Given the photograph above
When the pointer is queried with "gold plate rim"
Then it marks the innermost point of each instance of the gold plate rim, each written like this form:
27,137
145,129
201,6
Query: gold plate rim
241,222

What this task involves.
Output every line of the records above as a Markdown table with the columns "No." and "Line", giving each line its row number and leaving out any blank lines.

Worked solution.
| No. | Line |
|---|---|
| 1 | Given the photograph above |
| 2 | When the pointer is queried with "gold plate rim" |
| 3 | Then it marks the innermost point of each instance of the gold plate rim, each written like this form: |
| 4 | 27,137 |
| 5 | 145,129 |
| 6 | 201,6 |
| 7 | Query: gold plate rim |
| 8 | 241,222 |